───── TEXT EXCERPT ─────
In our case series, we present the findings from 100 keratoconus patients who underwent Keraring ICRS insertion assisted by femtosecond laser and CXL. After 6 months of follow-up, the patients demonstrated significant improvement (P<0.001) in UCVA and BCVA, as well as a significant reduction (P<0.001) in spherical equivalent refraction. In addition, mean keratometry readings were also significantly reduced (P<0.001). These patients did not experience any serious intraoperative or postoperative complications.

Most studies seem to indicate that the best indications for ICRS are the presence of mild-to-moderate keratoconus with a clear optical zone and intolerance to contact lens wear.5

All patients in this study had moderate keratoconus with clear central corneas, and all eyes demonstrated excellent corneal tolerance without extrusion, migration, or vascularization around the incision or the tunnels. In addition, neither corneal ulcers nor stromal necrosis superficial to the segment was reported. One patient was found to have one of his ICRS broken while it still remained in place. This patient showed improvement in his UCVA although he maintained his preoperative BCVA.

The results of this case series demonstrate that spherical equivalent error and astigmatism (refractive and keratometric) were reduced in all cases. Compared to baseline, the topographic corneal shape (size and height of the cone) improved in all patients. An approximate decrease of 3 D was observed in mean keratometry, and the keratometric astigmatism decreased during the 6-month follow-up. The majority of patients (91 out of 100) were satisfied with their surgical results.

Chan et al16 confirmed that combined ICRS and CXL is more effective compared to ICRS alone in patients with keratoconus. They found that patients who underwent the combined procedure demonstrated significantly greater reduction in cylinder, steep and average keratometry, and the lower–upper ratio – a topographic measure of the degree of keratoconus.16

Coskunseven et al17 investigated the sequences of combined ICRS implantation and UV/riboflavin-mediated CXL in patients with progressive keratoconus. This prospective comparative randomized consecutive study compared the two sequence options (CXL first, followed by ICRS implantation versus ICRS implantation first, followed by CXL). The study findings demonstrated that the second sequence option (ICRS implantation followed by CXL) resulted in greater improvement in keratoconus, compared to the first sequence option (CXL followed by ICRS implantation). A stiffer cornea previously treated by CXL exhibits a decreased flattening effect of ICRS implantation, hence reining in its effect and reducing the maximum flattening potential. Therefore, to achieve optimal effect, ICRS implantation should be performed first, so that the segments can reshape the cornea without constraint. The CXL treatment can then follow to additionally flatten the cornea and to stabilize its biomechanics.17 In addition, Ertan and Colin18 recommended intrastromal ring implantation combined with corneal CXL to prevent keratoconus progression and amplify the ring segments’ flattening effect.
─────
◆ **ASSIGNED TASK**
Reproduce the keratoconus case series text word for word, beginning at "All patients in" and stopping after "his preoperative BCVA.".
───── DATA FOR ANALYSIS ─────
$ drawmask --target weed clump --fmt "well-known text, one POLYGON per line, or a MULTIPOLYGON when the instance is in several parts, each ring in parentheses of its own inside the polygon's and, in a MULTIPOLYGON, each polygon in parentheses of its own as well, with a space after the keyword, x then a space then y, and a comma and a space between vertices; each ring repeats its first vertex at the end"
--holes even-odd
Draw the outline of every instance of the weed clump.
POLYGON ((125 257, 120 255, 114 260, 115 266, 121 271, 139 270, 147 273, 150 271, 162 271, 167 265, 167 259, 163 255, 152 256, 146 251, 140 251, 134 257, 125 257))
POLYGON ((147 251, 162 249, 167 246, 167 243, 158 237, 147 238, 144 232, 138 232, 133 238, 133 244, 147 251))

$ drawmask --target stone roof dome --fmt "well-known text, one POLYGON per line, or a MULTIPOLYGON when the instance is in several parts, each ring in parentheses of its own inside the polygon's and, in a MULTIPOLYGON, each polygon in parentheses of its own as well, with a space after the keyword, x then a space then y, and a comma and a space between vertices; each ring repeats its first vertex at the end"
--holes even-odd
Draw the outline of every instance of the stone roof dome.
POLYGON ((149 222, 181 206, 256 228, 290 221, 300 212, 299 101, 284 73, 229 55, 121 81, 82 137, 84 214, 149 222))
─────
───── DATA FOR ANALYSIS ─────
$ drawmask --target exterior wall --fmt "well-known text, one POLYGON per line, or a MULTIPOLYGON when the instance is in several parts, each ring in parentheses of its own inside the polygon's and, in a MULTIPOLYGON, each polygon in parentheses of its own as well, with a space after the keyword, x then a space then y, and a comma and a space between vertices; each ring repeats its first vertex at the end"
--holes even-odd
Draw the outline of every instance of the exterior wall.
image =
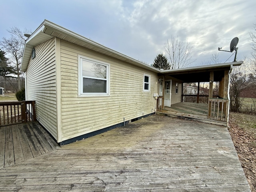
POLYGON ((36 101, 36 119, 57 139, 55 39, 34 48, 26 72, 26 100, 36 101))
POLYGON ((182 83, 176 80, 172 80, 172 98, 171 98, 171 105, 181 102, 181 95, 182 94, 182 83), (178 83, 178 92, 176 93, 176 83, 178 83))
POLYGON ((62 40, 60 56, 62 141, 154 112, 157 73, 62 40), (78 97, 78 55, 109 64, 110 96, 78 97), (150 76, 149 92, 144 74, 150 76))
─────
◆ **WRITTEN RESPONSE**
All patients in this study had moderate keratoconus with clear central corneas, and all eyes demonstrated excellent corneal tolerance without extrusion, migration, or vascularization around the incision or the tunnels. In addition, neither corneal ulcers nor stromal necrosis superficial to the segment was reported. One patient was found to have one of his ICRS broken while it still remained in place. This patient showed improvement in his UCVA although he maintained his preoperative BCVA.